Given task:
Put the stretch of the listing below from the line containing "Query: tan hiking shoe" through the line containing "323 739 L 411", both ends included, into a numbered list. Leave out any blank lines.

————————

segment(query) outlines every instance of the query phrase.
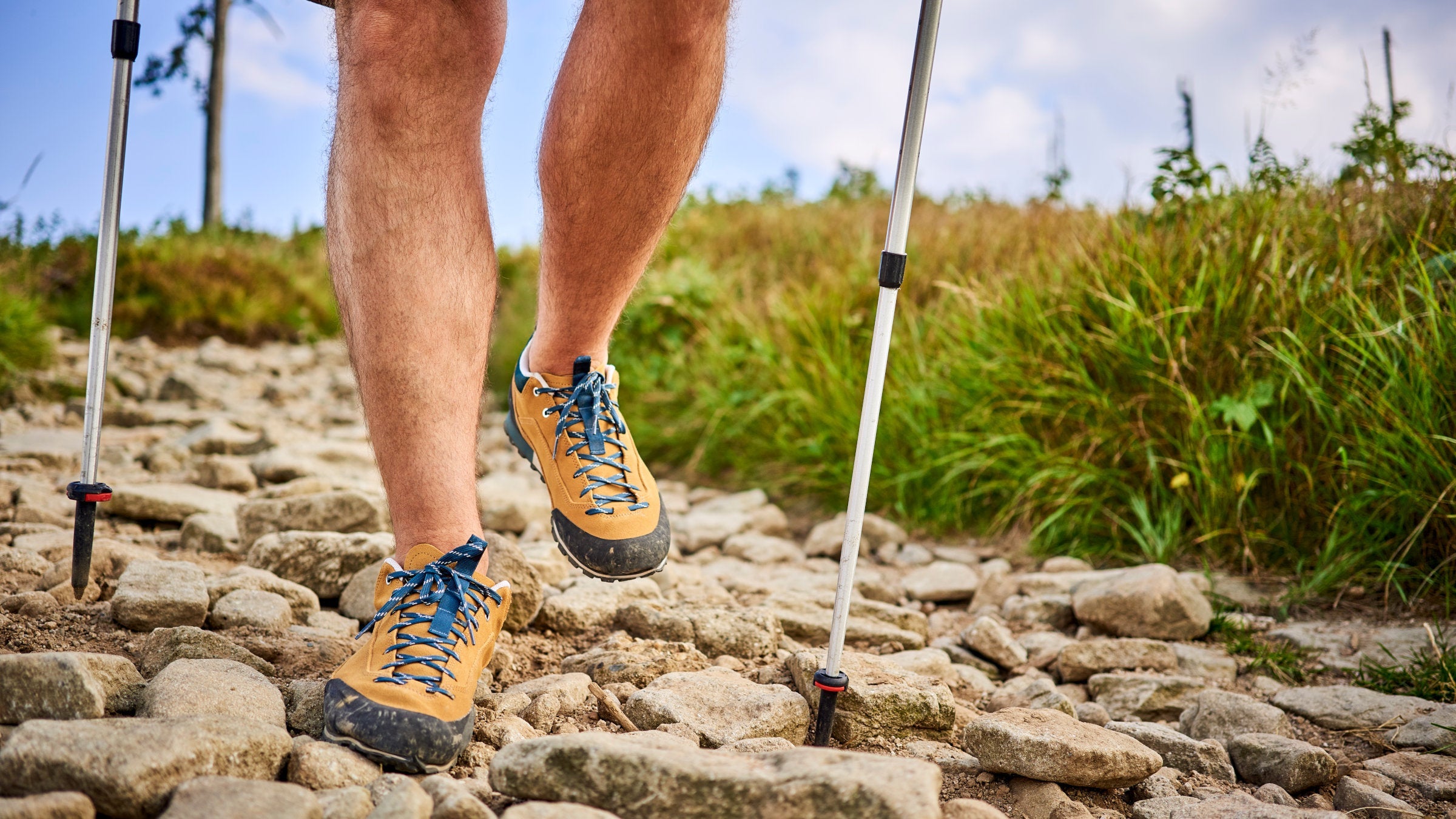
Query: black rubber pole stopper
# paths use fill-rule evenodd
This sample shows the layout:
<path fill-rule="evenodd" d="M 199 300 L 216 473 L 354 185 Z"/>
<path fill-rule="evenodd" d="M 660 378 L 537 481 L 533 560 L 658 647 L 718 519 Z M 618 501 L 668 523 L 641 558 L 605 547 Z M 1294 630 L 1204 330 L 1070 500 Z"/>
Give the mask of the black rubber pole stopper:
<path fill-rule="evenodd" d="M 111 487 L 77 481 L 66 487 L 66 497 L 76 501 L 76 529 L 71 532 L 71 590 L 76 593 L 76 602 L 79 603 L 86 595 L 86 584 L 90 583 L 92 541 L 96 535 L 96 504 L 111 500 Z"/>
<path fill-rule="evenodd" d="M 814 672 L 814 688 L 820 689 L 818 714 L 814 718 L 814 745 L 828 746 L 830 733 L 834 729 L 834 705 L 839 704 L 839 694 L 849 686 L 849 676 L 843 672 L 830 675 L 820 669 Z"/>

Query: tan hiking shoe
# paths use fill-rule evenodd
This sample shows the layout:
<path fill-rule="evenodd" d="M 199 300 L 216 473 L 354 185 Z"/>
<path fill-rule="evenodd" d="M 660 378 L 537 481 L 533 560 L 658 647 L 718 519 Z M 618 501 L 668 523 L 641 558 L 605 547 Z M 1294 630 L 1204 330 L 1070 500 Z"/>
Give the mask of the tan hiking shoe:
<path fill-rule="evenodd" d="M 323 739 L 411 774 L 446 771 L 475 730 L 475 686 L 511 608 L 510 581 L 476 571 L 485 541 L 419 544 L 374 581 L 363 644 L 323 689 Z"/>
<path fill-rule="evenodd" d="M 521 353 L 510 392 L 505 434 L 550 491 L 562 554 L 601 580 L 660 571 L 667 510 L 617 408 L 616 367 L 581 356 L 571 375 L 533 373 Z"/>

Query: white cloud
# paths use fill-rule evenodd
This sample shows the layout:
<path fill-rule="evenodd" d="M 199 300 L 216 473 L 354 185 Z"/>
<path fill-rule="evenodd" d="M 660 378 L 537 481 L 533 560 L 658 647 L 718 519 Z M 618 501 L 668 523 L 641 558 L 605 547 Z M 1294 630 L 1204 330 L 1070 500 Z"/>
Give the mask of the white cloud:
<path fill-rule="evenodd" d="M 269 4 L 282 36 L 243 6 L 229 15 L 227 79 L 233 90 L 259 96 L 281 108 L 329 105 L 329 60 L 333 48 L 332 13 L 297 7 L 285 13 Z"/>
<path fill-rule="evenodd" d="M 919 3 L 741 0 L 727 103 L 788 159 L 831 169 L 839 159 L 893 169 Z M 1364 105 L 1360 54 L 1383 103 L 1380 26 L 1396 42 L 1396 90 L 1414 103 L 1408 137 L 1450 131 L 1456 13 L 1402 0 L 1261 4 L 1249 0 L 994 0 L 946 3 L 920 187 L 1041 191 L 1053 112 L 1061 109 L 1073 198 L 1118 201 L 1146 191 L 1158 146 L 1181 143 L 1178 77 L 1194 89 L 1198 150 L 1235 172 L 1264 105 L 1265 67 L 1318 28 L 1316 54 L 1287 99 L 1264 111 L 1286 159 L 1341 165 L 1334 143 Z"/>

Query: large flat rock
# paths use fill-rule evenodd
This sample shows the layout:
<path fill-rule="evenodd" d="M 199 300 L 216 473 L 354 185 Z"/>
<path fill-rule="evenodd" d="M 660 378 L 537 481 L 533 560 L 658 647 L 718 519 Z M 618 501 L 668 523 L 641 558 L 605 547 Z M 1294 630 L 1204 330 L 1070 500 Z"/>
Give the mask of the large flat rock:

————————

Answer to this task:
1. Query: tan hiking shoe
2. # paths use fill-rule evenodd
3. This sample shows the layout:
4. <path fill-rule="evenodd" d="M 199 300 L 216 473 L 354 185 Z"/>
5. <path fill-rule="evenodd" d="M 660 378 L 537 481 L 533 560 L 658 647 L 718 519 Z M 618 501 L 668 523 L 641 558 L 605 547 Z M 1294 630 L 1204 330 L 1070 500 Z"/>
6. Give the mask of the tan hiking shoe:
7. <path fill-rule="evenodd" d="M 323 739 L 411 774 L 446 771 L 475 730 L 475 686 L 511 608 L 510 581 L 476 571 L 485 541 L 419 544 L 374 581 L 363 644 L 323 689 Z"/>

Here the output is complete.